Stated goal 1 ▸
Answer these questions from the notes on the ns2 code, each on its own line and marked like the question:
(a) Which argument of ns2_recv_vc is not used?
(b) Which prefix do the types currently carry that the symbols and functions lack?
(c) Which qualifier should mark arguments pointing to data that are used read-only?
Stated goal 2 ▸ Summarize the notes on the ns2 code in three sentences.
Stated goal 3 ▸ Write the next part of the notes on the ns2 code, starting after the last sentence of the text.

— START OF Source —

I've been reading through the ns2 code more thoroughly and had some thoughts
for improvement.  As we have no users yet, and the code is unreleased, we
can still make changes now.

== unused argument in ns2_recv_vc

int ns2_recv_vc(struct gprs_ns2_inst *nsi,
                struct gprs_ns2_vc *nsvc,
                struct msgb *msg)

The 'nsi' is not used and should be redundant, as the nsvc has a back-pointer anyway, right?


== consider using an osmo_ prefix to all symbols / types

The fact that the old code doesn't have that is a tribute to its age, and not
something we need to keep.  The current code has quite a bit of 'gprs_ns2' prefixing for
types, but not for the symbols/functions.  At least that inconsistency should be resolved,
so all have the same prefix, even if it is without osmo.


== const-ify input arguments

If arguments pointing to data are used read-only, let's express that by
the const qualifier.  The easy ones are the likes of
"gprs_ns2_is_frgre_bind(struct gprs_ns2_vc_bind *bind)",
but there are definitely many more.

— END OF Source —
— START OF Information shown —

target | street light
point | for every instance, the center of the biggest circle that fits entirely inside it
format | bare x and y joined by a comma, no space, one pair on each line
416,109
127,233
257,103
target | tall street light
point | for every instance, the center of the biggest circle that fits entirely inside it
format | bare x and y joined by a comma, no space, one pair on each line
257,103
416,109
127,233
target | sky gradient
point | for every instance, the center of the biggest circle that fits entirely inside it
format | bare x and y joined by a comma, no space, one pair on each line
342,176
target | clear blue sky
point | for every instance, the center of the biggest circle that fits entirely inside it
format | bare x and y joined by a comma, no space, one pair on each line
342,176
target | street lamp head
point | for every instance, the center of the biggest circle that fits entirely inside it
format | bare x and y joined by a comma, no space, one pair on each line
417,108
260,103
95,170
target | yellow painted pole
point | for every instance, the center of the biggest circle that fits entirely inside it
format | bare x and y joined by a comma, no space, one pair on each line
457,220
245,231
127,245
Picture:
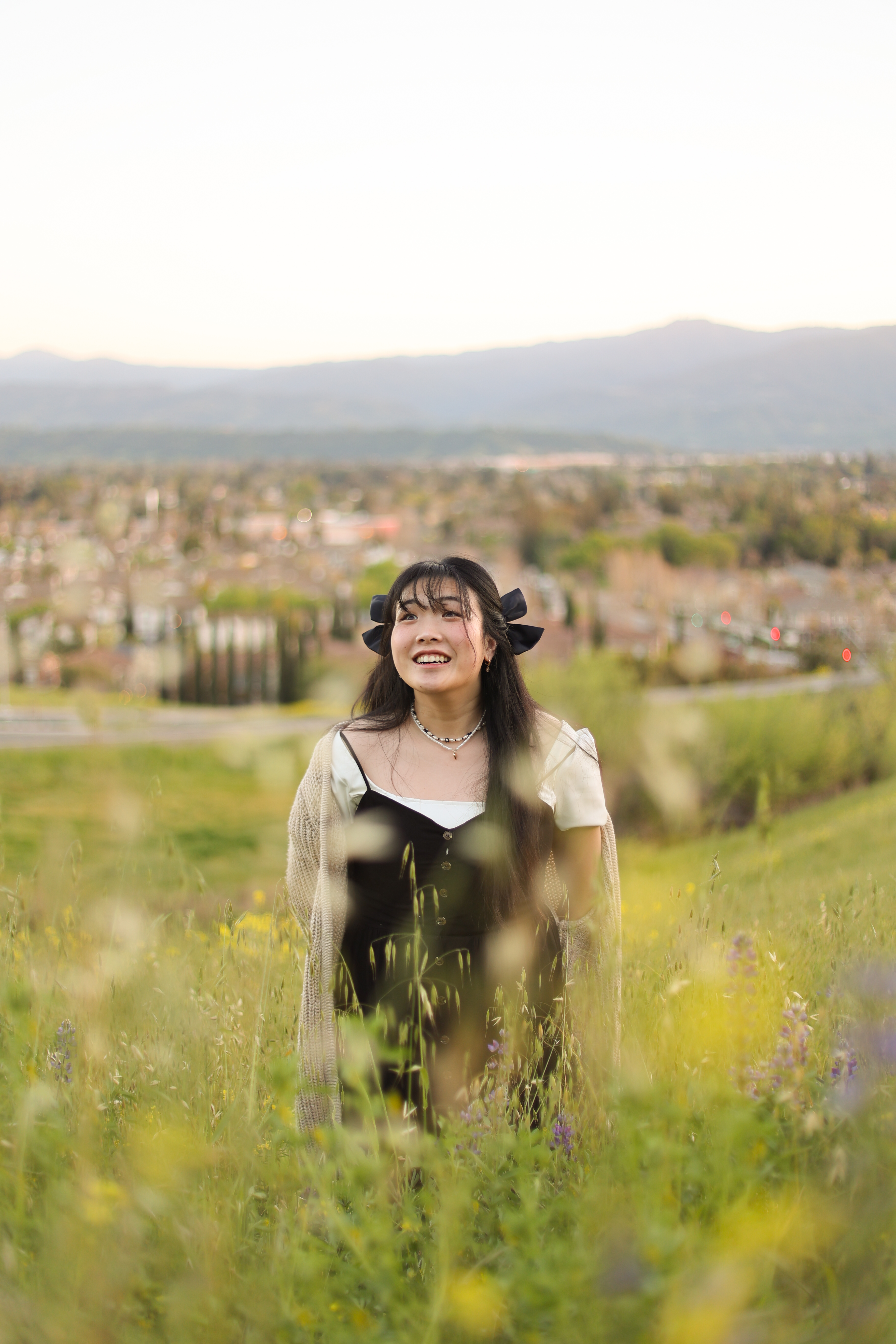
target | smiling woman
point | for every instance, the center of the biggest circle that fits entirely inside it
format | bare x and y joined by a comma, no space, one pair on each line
455,818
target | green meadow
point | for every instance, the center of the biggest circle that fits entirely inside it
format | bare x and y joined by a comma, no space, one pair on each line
727,1185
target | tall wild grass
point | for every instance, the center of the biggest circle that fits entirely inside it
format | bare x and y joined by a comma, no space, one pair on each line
735,1182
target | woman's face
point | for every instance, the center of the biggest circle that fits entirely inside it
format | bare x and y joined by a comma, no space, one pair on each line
433,647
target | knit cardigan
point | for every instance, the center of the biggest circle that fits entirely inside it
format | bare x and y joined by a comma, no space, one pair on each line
318,886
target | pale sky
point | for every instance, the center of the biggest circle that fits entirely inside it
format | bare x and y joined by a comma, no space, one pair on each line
217,183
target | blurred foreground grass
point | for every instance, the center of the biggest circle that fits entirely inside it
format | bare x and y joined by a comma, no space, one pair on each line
733,1185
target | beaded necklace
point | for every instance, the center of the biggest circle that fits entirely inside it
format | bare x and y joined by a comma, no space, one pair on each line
447,742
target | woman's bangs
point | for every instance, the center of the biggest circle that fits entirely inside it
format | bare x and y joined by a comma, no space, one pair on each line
429,583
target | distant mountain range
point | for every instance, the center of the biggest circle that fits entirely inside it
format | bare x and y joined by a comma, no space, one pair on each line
688,386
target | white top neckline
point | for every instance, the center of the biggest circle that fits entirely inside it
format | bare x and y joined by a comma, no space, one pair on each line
572,787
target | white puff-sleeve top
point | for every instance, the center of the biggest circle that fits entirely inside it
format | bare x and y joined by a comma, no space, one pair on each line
570,785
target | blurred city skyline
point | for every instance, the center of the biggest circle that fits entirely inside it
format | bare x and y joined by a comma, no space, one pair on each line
221,187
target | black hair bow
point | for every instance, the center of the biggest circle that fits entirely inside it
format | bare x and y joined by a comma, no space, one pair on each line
512,605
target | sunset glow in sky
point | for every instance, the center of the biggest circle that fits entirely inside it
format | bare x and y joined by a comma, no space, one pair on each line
272,183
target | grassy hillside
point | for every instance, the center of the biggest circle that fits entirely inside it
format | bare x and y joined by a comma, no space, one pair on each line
152,1185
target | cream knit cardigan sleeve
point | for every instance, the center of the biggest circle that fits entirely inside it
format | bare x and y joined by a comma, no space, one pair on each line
318,886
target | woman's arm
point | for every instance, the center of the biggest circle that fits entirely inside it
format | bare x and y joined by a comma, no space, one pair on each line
577,854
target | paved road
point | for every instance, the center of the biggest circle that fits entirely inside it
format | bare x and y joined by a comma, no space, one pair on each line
34,728
764,689
179,724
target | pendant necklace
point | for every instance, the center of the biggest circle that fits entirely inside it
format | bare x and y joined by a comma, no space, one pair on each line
448,744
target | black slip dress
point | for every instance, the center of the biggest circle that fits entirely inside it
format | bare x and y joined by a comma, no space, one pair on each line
447,937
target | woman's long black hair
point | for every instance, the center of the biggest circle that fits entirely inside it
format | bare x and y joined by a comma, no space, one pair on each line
511,725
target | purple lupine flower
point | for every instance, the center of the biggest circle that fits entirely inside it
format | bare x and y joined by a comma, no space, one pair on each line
562,1135
60,1060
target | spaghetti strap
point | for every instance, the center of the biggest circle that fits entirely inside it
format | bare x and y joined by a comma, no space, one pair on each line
367,784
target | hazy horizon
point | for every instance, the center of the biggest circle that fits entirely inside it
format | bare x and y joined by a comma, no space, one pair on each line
205,186
434,353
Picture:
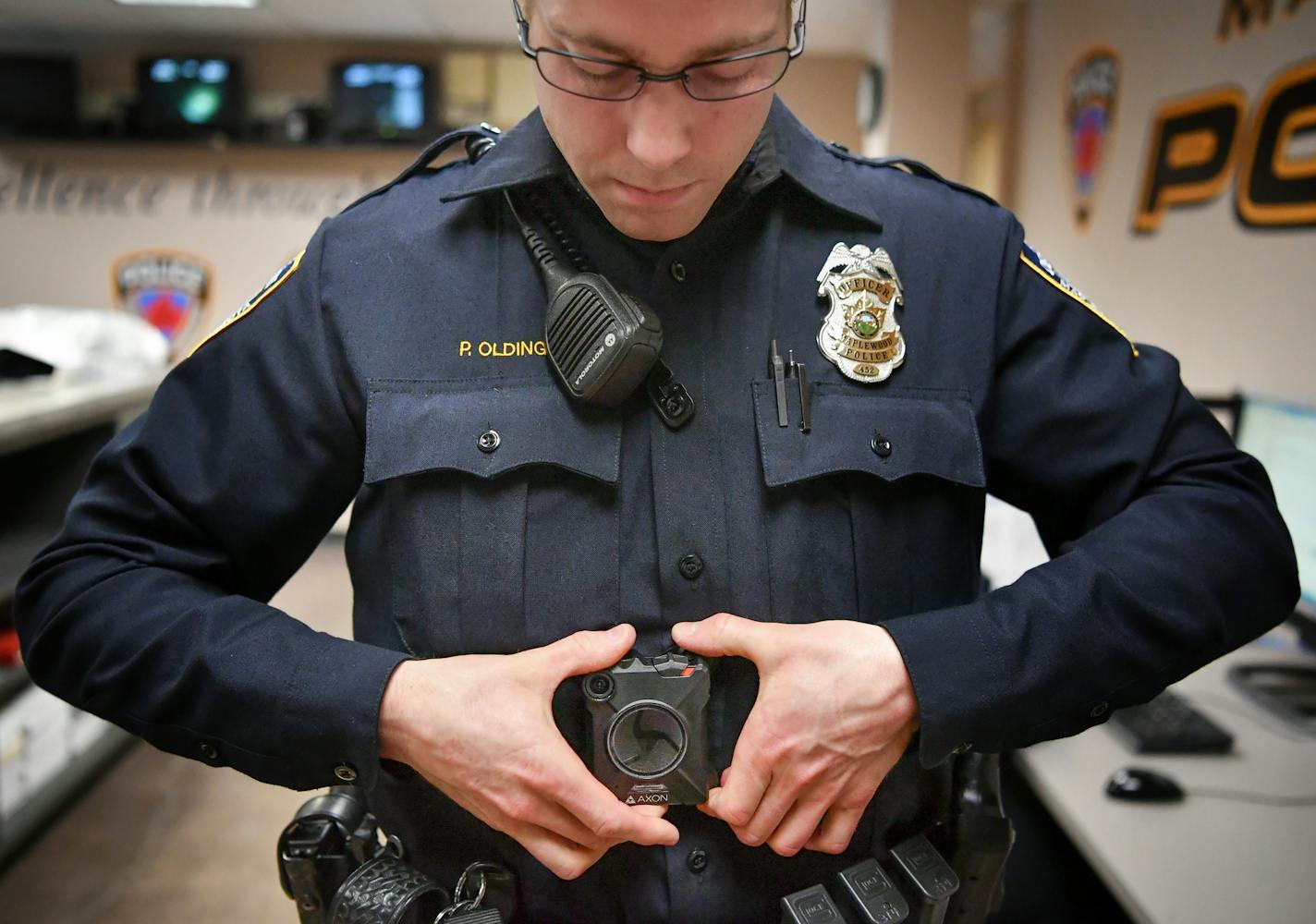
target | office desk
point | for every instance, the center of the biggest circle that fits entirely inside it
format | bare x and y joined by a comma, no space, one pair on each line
50,428
1201,859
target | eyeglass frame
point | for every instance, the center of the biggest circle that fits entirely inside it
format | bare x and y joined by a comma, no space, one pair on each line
523,28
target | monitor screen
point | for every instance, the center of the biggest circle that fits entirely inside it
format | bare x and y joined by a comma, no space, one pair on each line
382,100
1284,437
189,96
39,96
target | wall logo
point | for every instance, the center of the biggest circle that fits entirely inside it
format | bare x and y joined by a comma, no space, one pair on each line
1089,120
1200,141
167,288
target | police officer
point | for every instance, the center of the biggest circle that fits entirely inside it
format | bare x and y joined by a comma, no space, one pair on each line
506,537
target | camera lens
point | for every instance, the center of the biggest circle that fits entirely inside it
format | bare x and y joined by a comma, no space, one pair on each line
646,740
599,686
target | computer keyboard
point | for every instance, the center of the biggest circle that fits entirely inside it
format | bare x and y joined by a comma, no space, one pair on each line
1169,725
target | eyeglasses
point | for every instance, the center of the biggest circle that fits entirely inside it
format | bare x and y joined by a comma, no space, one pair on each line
615,80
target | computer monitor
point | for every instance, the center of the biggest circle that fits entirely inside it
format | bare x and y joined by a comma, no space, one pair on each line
39,96
189,96
1282,436
382,100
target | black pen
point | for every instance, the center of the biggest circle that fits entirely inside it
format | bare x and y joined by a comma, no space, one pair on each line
776,369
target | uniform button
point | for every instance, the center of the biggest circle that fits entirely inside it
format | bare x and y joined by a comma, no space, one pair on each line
691,566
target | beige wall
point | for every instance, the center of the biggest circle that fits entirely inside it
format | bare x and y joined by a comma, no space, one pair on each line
244,208
822,91
928,82
1237,306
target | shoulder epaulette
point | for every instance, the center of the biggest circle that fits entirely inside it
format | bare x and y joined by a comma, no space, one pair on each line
478,140
907,164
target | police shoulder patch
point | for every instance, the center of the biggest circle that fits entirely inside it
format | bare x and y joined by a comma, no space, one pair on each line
266,291
1042,267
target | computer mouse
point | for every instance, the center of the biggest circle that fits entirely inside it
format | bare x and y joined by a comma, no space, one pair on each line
1142,784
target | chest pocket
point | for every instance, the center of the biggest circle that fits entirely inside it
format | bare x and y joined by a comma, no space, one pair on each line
875,512
495,502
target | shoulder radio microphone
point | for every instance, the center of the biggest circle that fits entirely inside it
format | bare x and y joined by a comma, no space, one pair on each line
602,343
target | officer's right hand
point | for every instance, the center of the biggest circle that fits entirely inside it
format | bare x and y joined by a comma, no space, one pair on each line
480,728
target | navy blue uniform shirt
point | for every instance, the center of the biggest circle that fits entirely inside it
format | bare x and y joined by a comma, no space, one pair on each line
411,325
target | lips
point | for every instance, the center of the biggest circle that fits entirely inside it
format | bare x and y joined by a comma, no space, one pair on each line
652,198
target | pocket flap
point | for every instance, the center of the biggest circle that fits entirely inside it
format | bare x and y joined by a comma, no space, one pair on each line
932,434
413,427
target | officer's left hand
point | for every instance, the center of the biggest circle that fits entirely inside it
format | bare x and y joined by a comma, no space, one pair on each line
835,712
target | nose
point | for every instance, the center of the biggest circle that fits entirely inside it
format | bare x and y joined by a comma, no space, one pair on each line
661,117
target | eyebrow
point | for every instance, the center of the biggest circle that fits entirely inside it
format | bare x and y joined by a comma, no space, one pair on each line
705,53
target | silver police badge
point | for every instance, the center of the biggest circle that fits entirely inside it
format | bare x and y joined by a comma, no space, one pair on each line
859,332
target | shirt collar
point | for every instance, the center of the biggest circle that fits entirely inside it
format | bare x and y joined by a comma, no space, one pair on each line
527,154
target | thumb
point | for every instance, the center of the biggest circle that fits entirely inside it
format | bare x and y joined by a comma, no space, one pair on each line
586,651
652,811
719,635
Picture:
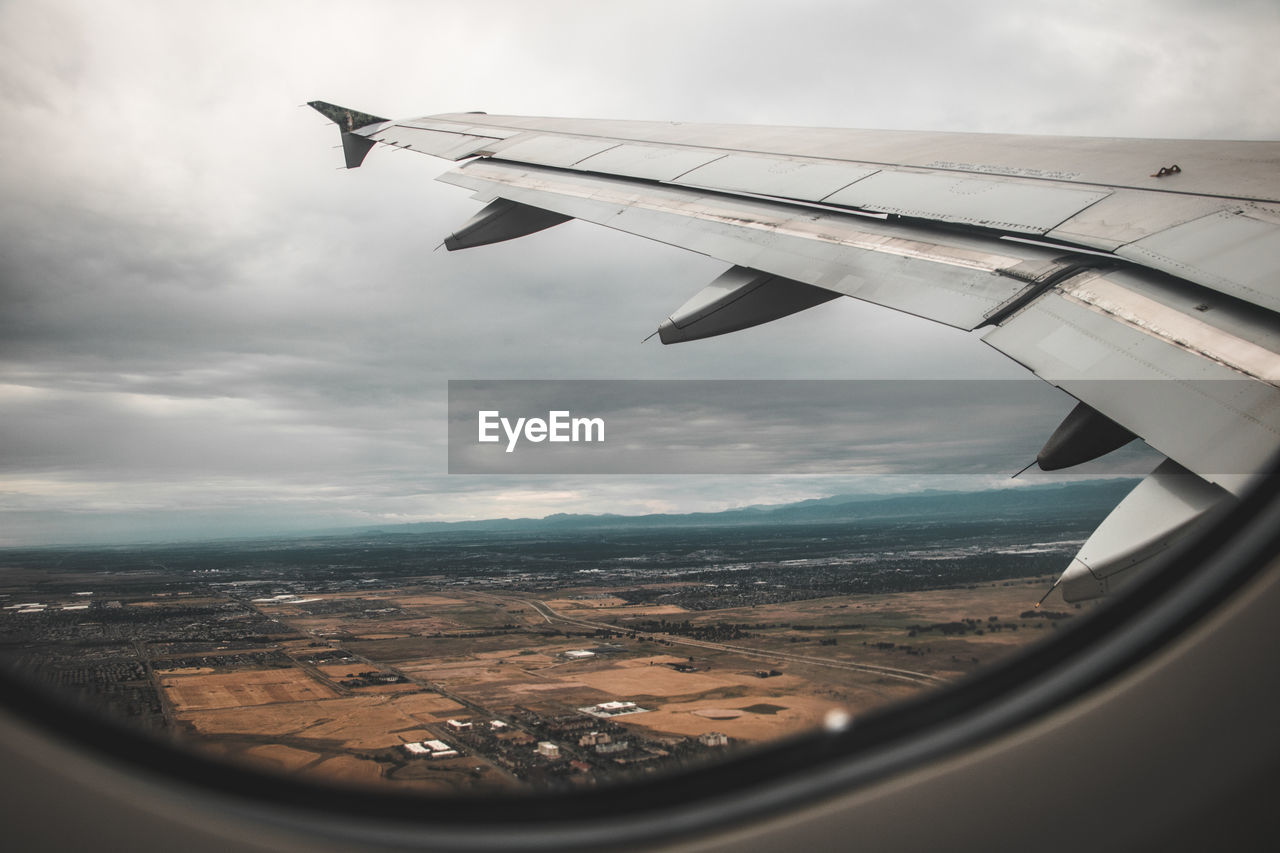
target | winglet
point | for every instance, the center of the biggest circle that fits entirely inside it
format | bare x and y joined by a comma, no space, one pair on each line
353,147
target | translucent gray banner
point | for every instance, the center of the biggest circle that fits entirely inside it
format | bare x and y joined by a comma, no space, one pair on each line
757,427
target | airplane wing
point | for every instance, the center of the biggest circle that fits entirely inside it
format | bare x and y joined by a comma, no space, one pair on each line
1139,276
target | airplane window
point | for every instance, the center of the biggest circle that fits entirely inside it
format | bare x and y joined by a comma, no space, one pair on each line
547,657
265,542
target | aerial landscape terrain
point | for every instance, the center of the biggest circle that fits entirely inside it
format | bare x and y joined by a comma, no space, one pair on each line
497,656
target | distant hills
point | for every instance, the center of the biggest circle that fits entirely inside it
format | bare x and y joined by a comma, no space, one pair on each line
1089,497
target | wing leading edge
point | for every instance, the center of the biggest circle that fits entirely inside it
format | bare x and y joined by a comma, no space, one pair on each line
1147,292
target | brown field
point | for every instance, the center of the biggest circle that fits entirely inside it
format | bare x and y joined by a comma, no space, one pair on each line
799,714
356,723
429,601
241,689
348,769
279,757
570,603
638,678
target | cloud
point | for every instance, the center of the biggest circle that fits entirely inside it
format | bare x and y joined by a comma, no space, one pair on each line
204,319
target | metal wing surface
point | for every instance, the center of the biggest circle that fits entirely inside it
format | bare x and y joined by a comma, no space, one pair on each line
1139,276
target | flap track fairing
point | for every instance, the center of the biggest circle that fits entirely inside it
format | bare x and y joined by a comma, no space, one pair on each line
502,219
740,299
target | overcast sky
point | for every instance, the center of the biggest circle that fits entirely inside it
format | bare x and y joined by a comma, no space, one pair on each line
209,329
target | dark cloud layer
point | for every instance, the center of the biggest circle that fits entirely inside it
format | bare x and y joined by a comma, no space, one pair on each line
206,327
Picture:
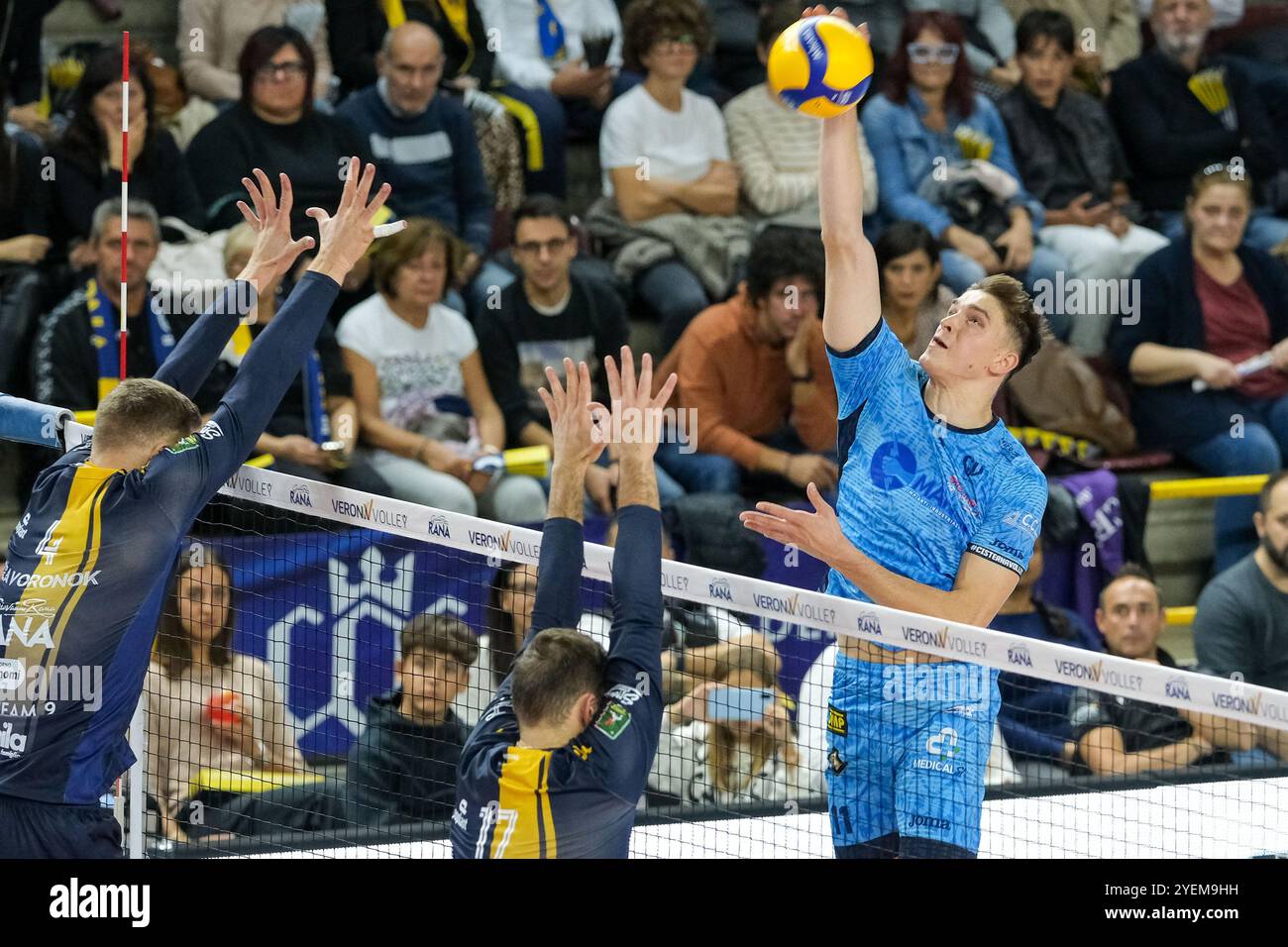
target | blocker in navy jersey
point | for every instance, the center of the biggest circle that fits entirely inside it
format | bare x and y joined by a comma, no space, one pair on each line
914,495
90,558
578,801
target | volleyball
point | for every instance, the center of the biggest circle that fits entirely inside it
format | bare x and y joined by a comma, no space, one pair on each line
820,65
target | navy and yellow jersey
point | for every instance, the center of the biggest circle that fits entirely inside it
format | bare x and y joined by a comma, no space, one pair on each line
576,801
89,561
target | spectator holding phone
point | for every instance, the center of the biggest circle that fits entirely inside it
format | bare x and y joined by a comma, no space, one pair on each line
730,741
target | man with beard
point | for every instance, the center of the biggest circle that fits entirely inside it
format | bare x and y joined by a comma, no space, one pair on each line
1241,621
1179,111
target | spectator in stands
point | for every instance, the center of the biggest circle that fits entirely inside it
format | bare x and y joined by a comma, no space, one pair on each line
1241,621
707,758
754,376
1120,736
309,414
1207,303
1034,715
990,39
214,33
1108,37
357,30
403,766
21,68
1070,159
928,111
776,149
1170,133
425,142
209,707
275,128
554,80
424,403
88,158
664,153
912,298
25,198
77,355
544,317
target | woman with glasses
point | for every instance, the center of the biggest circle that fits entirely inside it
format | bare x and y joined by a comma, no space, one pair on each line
926,124
425,408
275,128
210,68
664,150
1209,302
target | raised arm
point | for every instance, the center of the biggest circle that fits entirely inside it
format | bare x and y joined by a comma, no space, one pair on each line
853,303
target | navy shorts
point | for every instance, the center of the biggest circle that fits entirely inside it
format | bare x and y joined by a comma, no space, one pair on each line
50,830
907,750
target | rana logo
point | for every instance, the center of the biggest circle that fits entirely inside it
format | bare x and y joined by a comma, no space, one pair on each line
1177,689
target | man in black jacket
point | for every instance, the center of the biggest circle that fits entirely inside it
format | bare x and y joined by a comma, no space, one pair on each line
1171,133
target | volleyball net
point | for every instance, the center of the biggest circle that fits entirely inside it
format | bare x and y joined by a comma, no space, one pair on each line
322,655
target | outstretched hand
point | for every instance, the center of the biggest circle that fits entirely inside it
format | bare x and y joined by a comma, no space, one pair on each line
274,252
636,415
344,237
574,415
815,534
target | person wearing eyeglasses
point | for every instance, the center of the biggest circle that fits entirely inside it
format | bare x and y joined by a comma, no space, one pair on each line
273,127
558,63
990,47
1209,302
928,120
211,68
1179,111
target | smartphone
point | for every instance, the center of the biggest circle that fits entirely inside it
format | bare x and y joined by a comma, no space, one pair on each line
595,50
742,703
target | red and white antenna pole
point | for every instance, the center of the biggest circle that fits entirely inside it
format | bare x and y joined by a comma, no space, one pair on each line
125,187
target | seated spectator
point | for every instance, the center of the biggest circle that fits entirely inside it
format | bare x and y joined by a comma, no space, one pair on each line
359,29
89,159
784,424
1206,303
1112,27
403,766
1241,621
21,64
211,68
1170,134
209,707
1120,736
912,298
24,243
927,111
665,155
704,759
1034,712
77,351
424,403
552,313
309,415
1070,159
991,39
776,149
425,144
275,128
546,80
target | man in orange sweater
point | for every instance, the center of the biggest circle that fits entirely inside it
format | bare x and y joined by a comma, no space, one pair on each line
755,380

— END OF Information shown —

Task response 1 ▸
(a) The 'nsi' argument.
(b) The 'gprs_ns2' prefix.
(c) The const qualifier.

Task response 2 ▸ Because the ns2 code is unreleased and has no users yet, changes can still be made. The 'nsi' argument of ns2_recv_vc is unused and likely redundant, since the nsvc has a back-pointer. All symbols and types should share one prefix, ideally osmo_, and read-only pointer arguments should be marked const.

Task response 3 ▸
== use of msgb->dst

In several other osmocom implementations we use msgb->dst to point to the
underlying element receiving or transmitting a message.  So I could imagine
ns2_recv_vc() not only without the 'nsi' argument, but also without the
'nsvc' argument, if we introduce the convention that msgb->dst would always
point to the ns-vc.

Not sure here, it has pros and cons.  Just brainstorming.


== output arguments vs. return value

There are functions like gprs_ns2_find_vc_by_sockaddr() where the result
is not returned, but rather a **pointer output argument is used.  What
is the rationale here?   I don't understand what benefit the extra 0/1
return value gives.  The only other return value is -EINVAL if the **ptr
was NULL - an error situation that wouldn't exist if we simply returned
the pointer from the function.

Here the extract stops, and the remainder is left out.